[Data entries]
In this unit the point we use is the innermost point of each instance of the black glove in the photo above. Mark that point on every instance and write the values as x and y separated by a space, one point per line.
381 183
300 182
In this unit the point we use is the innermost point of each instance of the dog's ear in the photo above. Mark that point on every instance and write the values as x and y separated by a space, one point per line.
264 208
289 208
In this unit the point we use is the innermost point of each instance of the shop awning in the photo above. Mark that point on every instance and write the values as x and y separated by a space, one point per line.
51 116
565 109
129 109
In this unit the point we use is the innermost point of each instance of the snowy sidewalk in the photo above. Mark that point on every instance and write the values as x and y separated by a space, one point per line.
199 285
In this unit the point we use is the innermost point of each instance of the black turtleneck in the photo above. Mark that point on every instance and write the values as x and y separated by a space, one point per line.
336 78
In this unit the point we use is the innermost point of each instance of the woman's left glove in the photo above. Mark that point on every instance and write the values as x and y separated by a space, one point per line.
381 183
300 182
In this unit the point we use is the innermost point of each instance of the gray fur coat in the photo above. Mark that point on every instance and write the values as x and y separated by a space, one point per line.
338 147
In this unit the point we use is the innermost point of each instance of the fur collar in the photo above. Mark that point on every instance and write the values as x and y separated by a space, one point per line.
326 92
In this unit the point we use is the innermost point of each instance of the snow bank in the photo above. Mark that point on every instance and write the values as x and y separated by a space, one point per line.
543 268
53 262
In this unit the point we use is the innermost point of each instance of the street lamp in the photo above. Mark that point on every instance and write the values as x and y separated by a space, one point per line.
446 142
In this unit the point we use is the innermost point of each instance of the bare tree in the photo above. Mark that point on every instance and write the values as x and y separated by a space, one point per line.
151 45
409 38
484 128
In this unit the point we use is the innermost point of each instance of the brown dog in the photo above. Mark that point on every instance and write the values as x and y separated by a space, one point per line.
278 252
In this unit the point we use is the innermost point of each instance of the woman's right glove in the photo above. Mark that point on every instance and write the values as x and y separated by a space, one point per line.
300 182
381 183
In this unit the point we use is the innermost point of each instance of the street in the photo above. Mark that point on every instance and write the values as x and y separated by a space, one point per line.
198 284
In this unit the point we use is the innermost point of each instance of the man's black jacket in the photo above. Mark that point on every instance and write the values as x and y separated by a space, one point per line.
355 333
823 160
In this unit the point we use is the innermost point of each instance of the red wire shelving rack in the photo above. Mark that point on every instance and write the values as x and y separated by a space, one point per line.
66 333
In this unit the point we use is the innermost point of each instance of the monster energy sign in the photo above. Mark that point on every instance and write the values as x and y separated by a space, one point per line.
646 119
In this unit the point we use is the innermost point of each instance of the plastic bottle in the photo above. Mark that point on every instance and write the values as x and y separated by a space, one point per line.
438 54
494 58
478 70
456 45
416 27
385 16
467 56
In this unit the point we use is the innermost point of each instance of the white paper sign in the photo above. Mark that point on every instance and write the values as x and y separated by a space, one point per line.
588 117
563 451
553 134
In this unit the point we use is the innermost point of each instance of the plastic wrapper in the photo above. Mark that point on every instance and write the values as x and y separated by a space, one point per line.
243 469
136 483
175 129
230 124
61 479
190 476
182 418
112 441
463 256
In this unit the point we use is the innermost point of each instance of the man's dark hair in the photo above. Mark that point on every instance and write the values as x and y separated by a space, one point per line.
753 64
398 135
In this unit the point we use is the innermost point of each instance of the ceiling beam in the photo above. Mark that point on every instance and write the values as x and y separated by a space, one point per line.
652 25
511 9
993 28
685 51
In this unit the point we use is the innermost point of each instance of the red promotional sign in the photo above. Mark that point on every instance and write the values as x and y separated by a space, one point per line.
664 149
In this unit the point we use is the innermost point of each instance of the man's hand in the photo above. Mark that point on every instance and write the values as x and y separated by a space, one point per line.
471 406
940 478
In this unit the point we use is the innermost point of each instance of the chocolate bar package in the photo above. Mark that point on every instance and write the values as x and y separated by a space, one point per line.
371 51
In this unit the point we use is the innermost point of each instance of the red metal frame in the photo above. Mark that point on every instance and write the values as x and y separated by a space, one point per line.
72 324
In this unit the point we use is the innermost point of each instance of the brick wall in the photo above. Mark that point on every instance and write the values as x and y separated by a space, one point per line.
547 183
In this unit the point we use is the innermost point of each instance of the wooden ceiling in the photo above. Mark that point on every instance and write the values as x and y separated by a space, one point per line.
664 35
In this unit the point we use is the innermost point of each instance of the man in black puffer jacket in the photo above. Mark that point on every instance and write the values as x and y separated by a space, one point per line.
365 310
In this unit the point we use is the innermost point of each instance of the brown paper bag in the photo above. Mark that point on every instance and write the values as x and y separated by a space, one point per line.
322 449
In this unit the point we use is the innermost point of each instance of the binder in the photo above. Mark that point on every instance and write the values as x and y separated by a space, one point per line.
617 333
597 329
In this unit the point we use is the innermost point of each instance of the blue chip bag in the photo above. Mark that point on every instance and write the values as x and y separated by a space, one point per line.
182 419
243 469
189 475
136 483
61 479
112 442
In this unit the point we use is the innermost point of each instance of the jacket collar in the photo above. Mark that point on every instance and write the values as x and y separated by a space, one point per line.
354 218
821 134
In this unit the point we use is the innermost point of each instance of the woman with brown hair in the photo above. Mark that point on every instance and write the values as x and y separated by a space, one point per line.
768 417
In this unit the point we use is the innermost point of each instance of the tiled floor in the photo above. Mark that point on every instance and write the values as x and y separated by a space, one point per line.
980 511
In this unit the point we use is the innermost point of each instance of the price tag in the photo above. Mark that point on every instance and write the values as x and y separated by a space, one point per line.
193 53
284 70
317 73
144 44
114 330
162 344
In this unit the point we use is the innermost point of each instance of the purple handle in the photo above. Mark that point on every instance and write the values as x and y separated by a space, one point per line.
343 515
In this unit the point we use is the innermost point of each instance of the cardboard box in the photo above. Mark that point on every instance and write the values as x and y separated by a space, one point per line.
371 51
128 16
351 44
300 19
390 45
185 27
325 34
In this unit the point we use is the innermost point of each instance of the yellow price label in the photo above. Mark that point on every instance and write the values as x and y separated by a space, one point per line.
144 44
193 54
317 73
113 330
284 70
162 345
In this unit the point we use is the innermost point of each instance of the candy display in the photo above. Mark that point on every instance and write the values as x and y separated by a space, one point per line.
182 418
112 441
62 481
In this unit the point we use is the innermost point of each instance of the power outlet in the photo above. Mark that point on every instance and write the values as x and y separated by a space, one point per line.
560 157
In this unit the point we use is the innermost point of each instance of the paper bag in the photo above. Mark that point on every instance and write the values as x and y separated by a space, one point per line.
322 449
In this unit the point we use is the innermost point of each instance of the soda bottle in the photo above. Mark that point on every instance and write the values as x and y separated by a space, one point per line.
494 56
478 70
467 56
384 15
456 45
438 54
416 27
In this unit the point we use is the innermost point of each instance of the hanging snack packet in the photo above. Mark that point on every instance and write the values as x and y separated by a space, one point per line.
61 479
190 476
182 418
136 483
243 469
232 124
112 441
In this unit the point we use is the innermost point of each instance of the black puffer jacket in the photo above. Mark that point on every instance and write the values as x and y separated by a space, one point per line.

TASK TO CARRY OUT | Copy every record above verbatim and in full.

COMPLETED EXERCISE |
In this unit the point we use is the innermost point of each instance of the black glove in the photo above. Mark that point on every instance and write the values as x and y separated by a space, one point per line.
381 183
300 182
In this unit the point we use is the innermost point of each instance of the dog's ear in the photo above. Mark that point on every instance and write the values as x and y separated by a space, one point per line.
264 208
289 208
In this unit the point we use is the innermost point of each instance of the shop awning in the photo above. Mark that point on every instance and write the values as x and y separated by a space, one point per line.
51 116
565 109
129 109
In this unit the point we use is the innermost point of each instance of the snowy sidewalk in the photo above. Mark that point on every instance and write the values as x and y separated by a space, one point per line.
199 285
In this unit the point we use is the innermost point of each instance of the black turtleneck in the photo above. Mark that point on every instance and write the values as x and y separated by a space, one point per line.
336 78
In this unit the point we use is the innermost point of each instance of the woman's left glove in the photo above. Mark that point on every instance and write the values as x and y separated by a space, one point per line.
381 183
300 182
In this unit the point we use is the innermost point of each instance of the gray fur coat in the photo above. Mark that point on every instance and write the values as x and y separated by a space, one point per line.
338 147
In this unit the point we use is the innermost point of each instance of the fur collar in the photo above. Mark that point on every instance and write the values as x and y separated by a space, one point per line.
326 92
In this unit the point we use is the innermost point of each instance of the snow bank in the photo above. Mark that point on every instance and write the values as x and y separated by a space, one point per line.
543 268
53 262
In this unit the point we use is the innermost point of each instance of the street lamp in the photo above. Mark that point on every instance and write the values as x and y separated by a space, one point per line.
446 142
In this unit the point we use is the innermost point of each instance of the bare tree in the photo above. Mark that point on every instance and write the values as x and y separated by a space, one point per line.
151 45
409 38
484 128
In this unit the point we use is the innermost point of each instance of the brown dog in the photo above. Mark that point on every instance and write the values as x and y separated by a space, one point per line.
278 252
In this unit the point we use is the innermost point of each instance of the woman's right glove in the photo above. Mark that point on every instance and write the values as x and y separated by a space, one point per line.
300 182
381 183
In this unit the point we use is the innermost point of each instance of the street in the photo above. Mark that point on every instance and write the values as x and y separated by a space, one point per line.
198 284
In this unit the point we use is the innermost point of each instance of the man's black jacket in the photo above. Mark that point on every instance and write the values as x and y separated by a space, one point per line.
355 333
823 160
In this unit the point we use is the innermost point of each instance of the red wire shelving rack in the photo above. Mark that point on every instance and write the values as x and y separated by a space, one point per line.
66 333
In this unit the point we use is the innermost point of each instance of the monster energy sign in the photo above. Mark that point on every instance and write the values as x and y separated by a space, one point per line.
646 119
In this unit the point we use is the innermost point of each instance of the plastic bottle in the photo above. Mark that point on every instance and write the values as x and y separated by a space, one point per line.
438 54
494 58
478 70
456 45
416 27
385 16
467 56
In this unit the point we use is the innermost point of each instance of the white paper sign in the photo above. Mark that point on every instance and write the values as x and y separated by a space, one point per line.
588 117
563 451
553 134
In this unit the point we use is the innermost point of each instance of the plastic wrapper in the photo above. Mark that point on every instance and write the values as x and y separated by a space, one point per line.
243 469
136 483
175 129
230 124
61 479
190 476
182 418
112 441
463 256
In this unit the point we use is the innermost point of each instance of the man's dark hair in the photo above. Mark that point on every instance and write the values as x and y separated by a space, one point per line.
753 64
398 135
In this unit the point we use is the innermost point of each instance of the ceiling beam in the photo above. Mark that point on every instance and write the values as x and y separated by a space, one point per line.
652 25
511 9
993 28
685 51
In this unit the point we use is the innermost point of each instance of the red promotional sign in the photo above. Mark that point on every instance and write the values as x and y separated by a space, one point per line.
664 149
In this unit the point we use is the innermost point of each instance of the man's hand in the photo above. Mark that point on every instance and write the values as x and y separated by a space, one point per line.
471 406
940 478
In this unit the point we use is the innermost point of each instance of the chocolate bar package in the photo above. Mark that point on every instance and write the values as x and y separated by a space, one point per line.
371 51
In this unit the point we use is the innermost point of each instance of the red metal frame in the photo above. Mark that point on every instance and write the values as x and y separated by a space, one point per line.
72 324
In this unit the point we use is the innermost point of each instance of the brick wall in the photo above. Mark that point on every instance and write the values as x and y separated by a space, one point per line.
547 183
In this unit the point we use is the innermost point of each instance of the wooden ceiling in the photo above. Mark that point on every instance and write the values as x and y separated by a space, one point per line.
664 35
In this unit the point we use is the innermost point of each instance of the man in black puffer jacket in the photo above. Mark that point on every instance and write the values as x and y separated by a space, one point per line.
365 310
In this unit the point we use is the innermost point of each instance of the brown paper bag in the photo above. Mark that point on every instance and write the values as x and y separated by a space, one point per line.
322 449
In this unit the point we use is the innermost point of each instance of the binder in the photo above. Mark that point on every instance and write the values as x and y separated by a space, one point per line.
617 333
597 329
In this unit the point we use is the innermost point of each instance of the blue chip bag in the photo above. Mark that point on every instance and write the values as x and y separated by a space, one point per line.
182 419
243 469
189 475
136 483
61 479
112 442
In this unit the point we use is the innermost point of each instance of the jacket collar in the photo above. Mark that point on every instance and write the values as x and y separated by a space, one point per line.
354 218
821 134
In this unit the point we use is the innermost point of each instance of the woman with brown hair in the photo above. Mark that point on every instance and write the values as x and y separated by a space, one point per line.
768 417
In this unit the point we use is the innermost point of each instance of the tiled floor in the photo above. Mark that point on every instance and write the values as x and y separated by a space, one point per line.
980 511
In this unit the point we use is the innermost point of each instance of the price tag in the photo above. Mark that point on every instance and write the values as x and y separated by a space, one point per line.
193 53
284 70
317 73
144 44
114 330
162 344
In this unit the point we use is the innermost point of each instance of the purple handle in the photo above. Mark that point on every instance and write the values as x and y separated by a space, one point per line.
343 515
In this unit the point we use is the innermost point of each instance of the cardboard box in the photo above. Mark that point on every instance and write the values as x and y separated by a space, one point per line.
371 51
128 16
351 44
300 19
390 45
185 27
325 34
In this unit the point we use is the innermost point of each instance of the yellow price label in the photo above. Mark that point on every instance and write the values as x and y separated by a space, one point per line.
144 44
193 54
317 73
113 330
284 70
162 345
In this unit the point we use is the innermost point of each instance of the candy display in the photo above. Mark that point on every instance and write the values as x and y separated by a space, one point per line.
182 418
112 441
62 481
In this unit the point we use is the innermost point of each instance of the power outlet in the photo above. Mark that point on every instance and write the values as x and y separated by a space, one point per line.
560 157
In this unit the point we use is the innermost point of each instance of the paper bag in the photo above. Mark that point on every instance and write the values as x and y separated by a space, one point per line.
322 449
In this unit the point we use is the innermost point of each instance of the soda bottle in the photo above. Mark that point on every instance and write the values as x and y separated by a space, one point per line.
494 56
478 70
467 56
384 15
456 45
438 54
416 27
In this unit the point we use is the innermost point of each instance of the hanging snack packet in the photo above. Mark that point on every instance and write the values as x and y separated by a space, one point per line.
61 479
190 476
182 418
136 483
243 469
232 124
112 441
In this unit the point we use is the innermost point of each instance of the black puffer jacket in the photo above. Mark that point on every instance and write the values as x and y separated by a space, one point per line.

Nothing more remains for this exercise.